Available data START
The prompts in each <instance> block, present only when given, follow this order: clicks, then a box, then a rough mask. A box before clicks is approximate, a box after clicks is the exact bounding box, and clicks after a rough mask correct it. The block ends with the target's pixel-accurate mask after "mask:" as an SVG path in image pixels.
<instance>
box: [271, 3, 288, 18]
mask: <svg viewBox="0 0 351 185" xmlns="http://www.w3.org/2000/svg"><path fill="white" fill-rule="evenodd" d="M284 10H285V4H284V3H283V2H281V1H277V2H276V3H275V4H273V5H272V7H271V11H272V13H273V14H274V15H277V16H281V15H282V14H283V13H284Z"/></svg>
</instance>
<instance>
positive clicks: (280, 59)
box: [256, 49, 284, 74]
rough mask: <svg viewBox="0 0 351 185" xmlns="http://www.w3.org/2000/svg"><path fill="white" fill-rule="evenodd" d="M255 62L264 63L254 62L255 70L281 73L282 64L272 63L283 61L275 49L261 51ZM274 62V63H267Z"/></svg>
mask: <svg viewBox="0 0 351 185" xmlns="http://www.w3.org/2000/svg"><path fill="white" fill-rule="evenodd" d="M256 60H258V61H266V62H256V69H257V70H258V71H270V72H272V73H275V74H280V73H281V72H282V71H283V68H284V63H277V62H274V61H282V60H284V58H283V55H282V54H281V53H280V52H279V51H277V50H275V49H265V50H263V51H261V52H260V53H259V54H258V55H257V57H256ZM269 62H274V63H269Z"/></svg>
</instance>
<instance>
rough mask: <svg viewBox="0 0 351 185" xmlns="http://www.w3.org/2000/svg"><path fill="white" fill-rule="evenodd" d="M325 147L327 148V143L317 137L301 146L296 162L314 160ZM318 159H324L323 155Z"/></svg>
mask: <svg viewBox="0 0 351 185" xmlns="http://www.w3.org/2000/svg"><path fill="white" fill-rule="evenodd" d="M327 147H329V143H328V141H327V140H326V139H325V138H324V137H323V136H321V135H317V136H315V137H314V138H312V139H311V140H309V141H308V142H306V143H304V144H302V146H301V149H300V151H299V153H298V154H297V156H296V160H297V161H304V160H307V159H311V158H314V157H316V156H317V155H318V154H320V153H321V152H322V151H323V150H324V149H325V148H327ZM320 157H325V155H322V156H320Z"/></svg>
Available data END
Task description
Wherever the word "clicks" appears in the entries above, copy that line.

Response to this exercise
The prompts in each <instance> block, present only when given, follow this order: clicks, then a box, then a rough mask. A box before clicks is approximate, a box after clicks is the exact bounding box, and clicks after a rough mask correct it. The block ends with the target's pixel-accurate mask after "mask:" as an SVG path in image pixels.
positive clicks: (280, 59)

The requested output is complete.